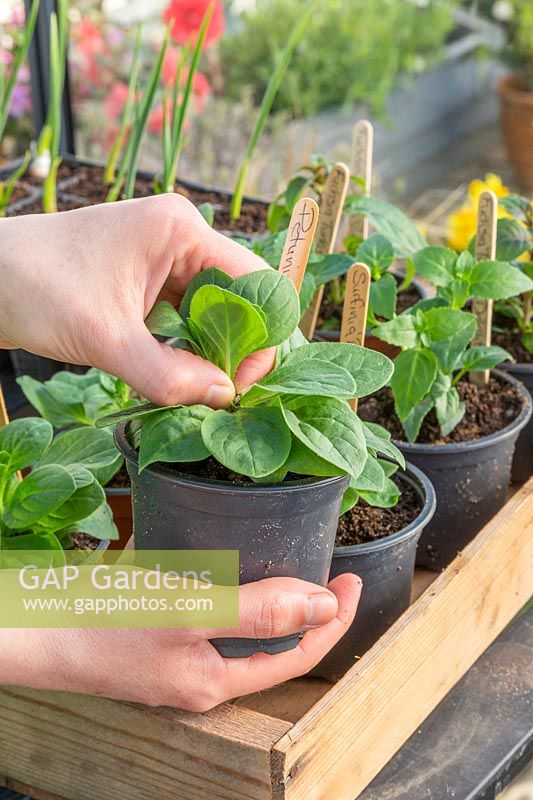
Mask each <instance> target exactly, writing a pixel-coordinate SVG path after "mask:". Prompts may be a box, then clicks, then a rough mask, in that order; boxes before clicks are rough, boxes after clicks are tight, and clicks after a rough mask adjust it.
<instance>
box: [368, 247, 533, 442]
mask: <svg viewBox="0 0 533 800" xmlns="http://www.w3.org/2000/svg"><path fill="white" fill-rule="evenodd" d="M413 263H414V265H415V267H416V270H417V272H418V273H420V274H421V275H424V276H425V277H426V278H427V279H428V280H430V281H432V283H433V284H434V285H435V286H436V287H437V297H436V298H433V299H430V300H421V301H420V302H419V303H416V304H415V305H414V306H413V307H412V308H410V309H409V310H408V311H407V312H405V313H404V314H401V315H400V316H399V317H396V318H395V319H393V320H390V321H389V322H386V323H384V324H382V325H380V326H379V327H377V328H375V329H374V330H373V333H374V335H375V336H377V337H378V338H379V339H382V340H383V341H385V342H388V343H389V344H393V345H396V346H398V347H401V348H402V352H401V353H400V355H399V356H398V357H397V358H396V359H395V362H394V375H393V377H392V380H391V389H392V394H393V396H394V402H395V408H396V413H397V414H398V417H399V418H400V421H401V423H402V425H403V429H404V431H405V434H406V436H407V438H408V440H409V441H410V442H414V441H416V439H417V437H418V434H419V431H420V427H421V425H422V422H423V421H424V418H425V417H426V415H427V414H428V413H429V411H431V409H435V412H436V416H437V420H438V422H439V425H440V428H441V432H442V435H443V436H446V435H447V434H449V433H450V432H451V431H452V430H453V429H454V428H455V427H456V425H458V424H459V422H460V421H461V419H462V418H463V416H464V412H465V407H464V403H463V402H462V401H461V399H460V397H459V393H458V391H457V383H458V382H459V381H460V380H461V379H462V378H463V377H464V376H465V375H466V373H468V372H470V373H472V372H474V373H475V372H484V371H485V370H490V369H492V368H494V367H496V366H497V365H498V364H499V363H501V362H502V361H504V360H506V359H510V358H511V357H510V356H509V354H508V353H507V352H506V351H505V350H503V349H502V348H501V347H493V346H476V347H470V346H469V345H470V343H471V342H472V340H473V339H474V337H475V335H476V331H477V321H476V317H475V316H474V315H473V314H471V313H468V312H466V311H463V310H462V309H463V307H464V306H465V305H466V304H467V303H468V302H469V301H470V300H472V299H480V300H501V299H505V298H509V297H513V296H515V295H518V294H520V293H522V292H528V291H531V290H532V289H533V281H532V280H531V279H530V278H528V277H527V276H526V275H525V274H524V273H523V272H522V271H521V270H520V269H519V268H517V267H515V266H512V265H511V264H508V263H507V262H500V261H479V262H476V260H475V258H474V256H472V254H471V253H469V252H467V251H465V252H464V253H461V254H457V253H456V252H454V251H453V250H448V249H447V248H445V247H426V248H424V249H423V250H421V251H420V252H419V253H416V254H415V255H414V257H413Z"/></svg>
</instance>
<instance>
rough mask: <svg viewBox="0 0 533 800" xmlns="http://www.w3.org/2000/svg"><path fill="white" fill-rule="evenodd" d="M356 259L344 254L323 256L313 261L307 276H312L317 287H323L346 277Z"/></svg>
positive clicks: (308, 266) (308, 269) (338, 253)
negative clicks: (346, 255)
mask: <svg viewBox="0 0 533 800" xmlns="http://www.w3.org/2000/svg"><path fill="white" fill-rule="evenodd" d="M353 263H354V258H353V257H352V256H346V255H343V254H342V253H331V254H328V255H324V256H322V257H321V258H320V259H319V260H317V261H311V262H310V263H309V265H308V267H307V270H306V273H305V274H306V275H311V276H312V277H313V278H314V284H315V287H316V288H318V287H319V286H323V285H324V284H326V283H329V282H330V281H333V280H335V279H336V278H342V277H343V275H346V273H347V272H348V270H349V269H350V267H351V266H352V264H353Z"/></svg>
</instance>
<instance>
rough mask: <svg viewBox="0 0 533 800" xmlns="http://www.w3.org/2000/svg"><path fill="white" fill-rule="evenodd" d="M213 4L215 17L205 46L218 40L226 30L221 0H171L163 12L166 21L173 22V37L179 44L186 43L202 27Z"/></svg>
mask: <svg viewBox="0 0 533 800" xmlns="http://www.w3.org/2000/svg"><path fill="white" fill-rule="evenodd" d="M211 4H213V6H214V9H213V17H212V19H211V22H210V24H209V28H208V30H207V34H206V37H205V42H204V46H205V47H209V46H210V45H212V44H215V43H216V42H218V40H219V39H220V37H221V36H222V32H223V30H224V9H223V7H222V2H221V0H170V3H169V4H168V6H167V7H166V9H165V11H164V12H163V19H164V20H165V22H166V23H169V22H172V23H173V24H172V31H171V34H172V38H173V39H174V40H175V41H176V42H178V44H186V43H187V42H189V41H190V40H191V38H194V37H195V36H196V34H197V33H198V30H199V29H200V26H201V24H202V20H203V18H204V16H205V14H206V11H207V9H208V8H209V6H210V5H211Z"/></svg>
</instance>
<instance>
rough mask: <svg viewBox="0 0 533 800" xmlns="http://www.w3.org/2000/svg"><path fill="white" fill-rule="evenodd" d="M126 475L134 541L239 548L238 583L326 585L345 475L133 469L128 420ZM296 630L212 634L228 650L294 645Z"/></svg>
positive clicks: (295, 639) (162, 547) (222, 549)
mask: <svg viewBox="0 0 533 800" xmlns="http://www.w3.org/2000/svg"><path fill="white" fill-rule="evenodd" d="M115 440H116V443H117V446H118V448H119V449H120V451H121V452H122V453H123V455H124V457H125V459H126V466H127V469H128V472H129V475H130V478H131V488H132V502H133V531H134V536H135V547H136V548H137V549H145V550H238V551H239V553H240V575H239V580H240V583H241V584H245V583H253V582H254V581H258V580H261V579H262V578H272V577H279V576H285V577H292V578H301V579H302V580H306V581H310V582H312V583H317V584H320V585H321V586H325V585H326V583H327V580H328V574H329V568H330V565H331V558H332V555H333V547H334V544H335V533H336V530H337V520H338V516H339V509H340V504H341V500H342V495H343V492H344V490H345V489H346V488H347V485H348V478H345V477H340V478H325V479H321V480H317V479H315V478H309V479H305V480H301V481H288V482H287V483H284V484H283V485H282V486H255V485H243V486H236V485H234V484H230V483H226V482H224V481H212V480H200V479H197V478H193V477H191V476H187V475H182V474H180V473H179V472H177V471H175V470H174V469H170V468H167V467H165V466H163V465H160V464H158V465H157V466H156V465H152V466H151V467H149V468H147V469H145V470H144V471H143V472H142V473H141V474H140V475H139V474H138V469H137V465H138V461H137V453H136V452H135V450H134V449H133V448H132V447H131V445H130V443H129V442H128V439H127V436H126V426H125V425H119V426H117V430H116V433H115ZM299 638H300V637H299V634H294V635H291V636H284V637H280V638H274V639H235V638H234V639H229V638H228V639H215V640H213V644H214V646H215V647H216V648H217V650H218V652H219V653H220V654H221V655H223V656H225V657H228V658H247V657H248V656H251V655H253V654H254V653H258V652H264V653H270V654H274V653H282V652H285V651H286V650H292V648H294V647H296V645H297V644H298V641H299Z"/></svg>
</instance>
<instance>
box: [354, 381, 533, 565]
mask: <svg viewBox="0 0 533 800" xmlns="http://www.w3.org/2000/svg"><path fill="white" fill-rule="evenodd" d="M457 388H458V392H459V395H460V397H461V398H462V400H463V401H464V402H465V406H466V410H465V415H464V417H463V419H462V420H461V422H460V423H459V424H458V425H457V426H456V427H455V428H454V429H453V431H452V432H451V433H450V434H449V435H447V436H444V437H443V436H442V435H441V431H440V427H439V425H438V423H437V420H436V418H435V416H434V413H433V412H432V413H430V414H429V415H428V417H427V418H426V420H425V421H424V423H423V425H422V428H421V431H420V435H419V437H418V441H417V442H415V443H411V442H407V441H405V435H404V432H403V429H402V426H401V423H400V420H399V419H398V417H397V415H396V413H395V410H394V401H393V398H392V395H391V392H390V390H389V389H382V390H380V391H379V392H378V393H376V395H374V396H373V397H372V398H367V399H366V400H364V401H363V402H362V404H361V406H360V415H361V418H362V419H366V420H369V421H372V422H378V423H379V422H380V421H381V422H382V423H383V424H384V425H385V426H386V427H387V429H388V430H389V431H390V432H391V433H392V436H393V440H394V441H395V444H396V445H397V447H398V448H399V449H400V450H401V451H402V452H403V453H404V455H405V457H406V459H407V460H408V461H409V462H410V463H412V464H414V465H415V466H417V467H418V468H419V469H420V470H422V472H424V473H425V475H427V477H428V478H429V480H430V481H431V483H432V484H433V486H434V488H435V493H436V497H437V510H436V512H435V515H434V516H433V519H432V520H431V521H430V522H429V524H428V525H427V526H426V528H425V530H424V532H423V533H422V536H421V539H420V542H419V547H418V555H417V560H416V563H417V564H418V565H420V566H424V567H428V568H429V569H433V570H441V569H444V568H445V567H446V566H447V565H448V564H449V563H450V562H451V561H452V560H453V559H454V558H455V556H456V555H457V553H458V552H459V551H460V550H461V549H462V548H463V547H465V545H467V544H468V542H470V541H471V540H472V539H473V538H474V536H475V535H476V534H477V533H478V532H479V531H480V530H481V528H482V527H483V526H484V525H485V524H486V523H487V522H488V521H489V520H490V519H491V517H493V516H494V515H495V514H496V513H497V512H498V511H499V510H500V509H501V508H502V506H503V505H504V504H505V502H506V499H507V494H508V489H509V484H510V479H511V464H512V460H513V454H514V449H515V444H516V441H517V439H518V436H519V434H520V432H521V431H522V430H523V429H524V428H525V426H526V425H527V423H528V421H529V420H530V418H531V413H532V400H531V396H530V394H529V393H528V391H527V390H526V389H525V387H524V386H523V384H521V383H520V382H519V381H517V380H516V379H515V378H513V377H511V376H510V375H508V374H506V373H504V372H501V371H498V370H494V371H493V372H492V373H491V381H490V384H489V385H488V386H487V387H482V388H479V387H477V386H476V385H474V384H472V383H470V382H469V381H467V380H463V381H460V382H459V384H458V386H457Z"/></svg>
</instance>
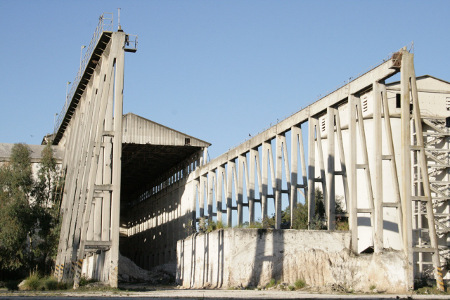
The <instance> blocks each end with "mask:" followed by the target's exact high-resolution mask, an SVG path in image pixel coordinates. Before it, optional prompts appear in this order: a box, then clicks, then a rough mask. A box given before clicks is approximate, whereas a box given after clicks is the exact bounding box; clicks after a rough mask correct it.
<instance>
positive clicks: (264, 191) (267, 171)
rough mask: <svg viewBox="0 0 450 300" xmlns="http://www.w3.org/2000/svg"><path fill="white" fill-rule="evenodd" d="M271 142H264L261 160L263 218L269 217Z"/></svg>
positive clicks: (262, 205)
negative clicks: (269, 170)
mask: <svg viewBox="0 0 450 300" xmlns="http://www.w3.org/2000/svg"><path fill="white" fill-rule="evenodd" d="M269 147H270V142H268V141H265V142H263V144H262V151H263V152H262V158H261V159H262V161H261V169H262V178H261V180H262V194H261V213H262V219H263V220H264V219H265V218H268V216H267V193H268V185H269V176H268V161H269V158H268V152H269Z"/></svg>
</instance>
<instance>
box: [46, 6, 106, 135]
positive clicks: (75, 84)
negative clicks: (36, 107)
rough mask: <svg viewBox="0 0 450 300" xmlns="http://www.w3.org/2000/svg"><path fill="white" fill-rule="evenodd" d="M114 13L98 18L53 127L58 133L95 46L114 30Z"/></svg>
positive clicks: (105, 15)
mask: <svg viewBox="0 0 450 300" xmlns="http://www.w3.org/2000/svg"><path fill="white" fill-rule="evenodd" d="M113 21H114V20H113V13H103V14H102V15H101V16H100V17H99V20H98V24H97V28H96V29H95V32H94V35H93V36H92V39H91V41H90V43H89V46H88V47H87V49H86V51H85V52H84V56H83V59H82V60H81V61H80V68H79V69H78V72H77V75H76V76H75V79H74V80H73V81H72V86H71V88H70V91H69V92H68V93H67V96H66V101H65V103H64V106H63V108H62V109H61V111H60V113H59V115H58V118H57V119H56V121H55V125H54V126H55V127H54V129H53V133H54V134H56V133H57V132H58V129H59V127H60V126H61V123H62V121H63V120H64V116H65V115H66V112H67V109H68V108H69V105H70V102H71V101H72V98H73V95H74V94H75V91H76V90H77V87H78V84H79V83H80V80H81V78H82V76H83V74H84V71H85V70H86V66H87V64H88V63H89V60H90V59H91V55H92V52H93V51H94V49H95V47H96V46H97V43H98V41H99V39H100V37H101V36H102V34H103V32H105V31H106V32H112V31H113V26H114V22H113Z"/></svg>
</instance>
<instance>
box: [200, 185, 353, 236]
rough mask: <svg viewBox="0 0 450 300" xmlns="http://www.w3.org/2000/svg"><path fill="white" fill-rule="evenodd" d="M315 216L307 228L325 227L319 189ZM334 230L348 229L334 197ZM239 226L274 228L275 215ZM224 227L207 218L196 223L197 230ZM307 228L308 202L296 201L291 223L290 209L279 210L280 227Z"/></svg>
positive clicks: (204, 230)
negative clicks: (335, 203) (335, 207)
mask: <svg viewBox="0 0 450 300" xmlns="http://www.w3.org/2000/svg"><path fill="white" fill-rule="evenodd" d="M315 204H316V205H315V217H314V219H313V220H311V223H310V224H309V225H310V226H309V229H313V230H322V229H327V225H326V215H325V204H324V197H323V193H322V191H321V190H320V189H318V188H317V189H316V190H315ZM335 214H336V215H338V216H337V217H336V224H335V225H336V230H344V231H345V230H349V226H348V218H347V217H343V216H342V215H343V214H345V210H344V209H343V207H342V203H341V199H339V198H338V199H336V210H335ZM239 227H241V228H257V229H267V228H275V215H272V216H271V217H270V218H269V217H266V218H264V219H263V220H261V221H257V222H254V223H249V222H245V223H244V224H242V225H240V226H239ZM220 228H224V226H223V224H222V222H217V223H216V222H214V221H212V220H209V219H207V218H200V220H199V224H198V231H199V232H203V233H207V232H211V231H213V230H216V229H220ZM290 228H291V229H308V203H307V202H306V203H304V204H303V203H297V205H296V207H295V208H294V210H293V219H292V224H291V209H290V207H287V208H286V209H285V210H283V211H282V212H281V229H290Z"/></svg>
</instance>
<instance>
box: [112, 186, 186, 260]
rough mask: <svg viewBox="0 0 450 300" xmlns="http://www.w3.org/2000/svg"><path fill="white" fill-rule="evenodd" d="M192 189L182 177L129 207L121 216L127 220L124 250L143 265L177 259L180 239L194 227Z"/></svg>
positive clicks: (123, 230)
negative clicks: (179, 180)
mask: <svg viewBox="0 0 450 300" xmlns="http://www.w3.org/2000/svg"><path fill="white" fill-rule="evenodd" d="M191 190H192V183H188V184H186V180H185V179H182V180H180V181H178V182H176V183H174V184H172V185H170V186H168V187H166V188H165V189H163V190H162V191H160V192H158V193H157V194H155V195H153V196H151V197H150V198H149V199H147V200H146V201H142V202H141V203H139V204H137V205H135V206H133V207H131V208H129V209H128V210H127V211H126V213H125V214H124V215H125V216H124V218H123V219H122V220H121V222H122V224H123V223H127V224H126V225H125V224H123V226H124V225H125V226H126V229H125V228H123V229H124V230H122V232H123V233H124V234H123V235H122V236H121V241H120V252H121V254H123V255H124V256H126V257H128V258H130V259H131V260H133V261H134V262H135V263H136V264H137V265H138V266H139V267H141V268H144V269H150V268H152V267H155V266H158V265H161V264H166V263H174V262H175V261H176V245H177V241H178V240H181V239H184V238H186V237H187V236H188V235H189V234H191V233H192V230H193V229H192V226H193V223H194V222H193V215H192V213H191V212H192V210H191V209H192V202H193V201H192V199H190V198H189V197H191V195H192V194H193V193H192V191H191ZM125 234H126V236H125Z"/></svg>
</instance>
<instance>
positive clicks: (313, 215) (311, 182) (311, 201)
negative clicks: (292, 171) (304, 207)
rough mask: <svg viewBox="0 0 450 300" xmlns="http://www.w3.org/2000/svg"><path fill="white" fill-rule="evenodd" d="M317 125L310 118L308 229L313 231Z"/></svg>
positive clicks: (309, 118) (308, 178) (308, 150)
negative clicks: (312, 222)
mask: <svg viewBox="0 0 450 300" xmlns="http://www.w3.org/2000/svg"><path fill="white" fill-rule="evenodd" d="M316 123H317V120H316V119H315V118H313V117H309V118H308V129H309V131H308V228H309V229H311V225H312V222H313V220H314V217H315V209H316V202H315V198H316V191H315V190H316V189H315V177H316V147H315V144H316Z"/></svg>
☆ ☆ ☆ ☆ ☆ ☆ ☆
## What you have to do:
Show me every line of the entries above that holds "pixel".

## Result of this exercise:
Mask each <instance> target exactly, writing a pixel-coordinate SVG path after "mask:". Prompts may be a box, then clicks, then a rough mask, in that order; boxes before clicks are rough, boxes after clicks are tight, and clicks after a rough mask adjust it.
The <instance> blocks each end with "mask:" followed by the target's exact high-resolution mask, an SVG path in image pixel coordinates. Before it, optional prompts appear in this order: a box, then clicks, then a rough mask. A box given before clicks is approximate, whereas a box given after clicks is the exact bounding box; clicks after a rough mask correct it.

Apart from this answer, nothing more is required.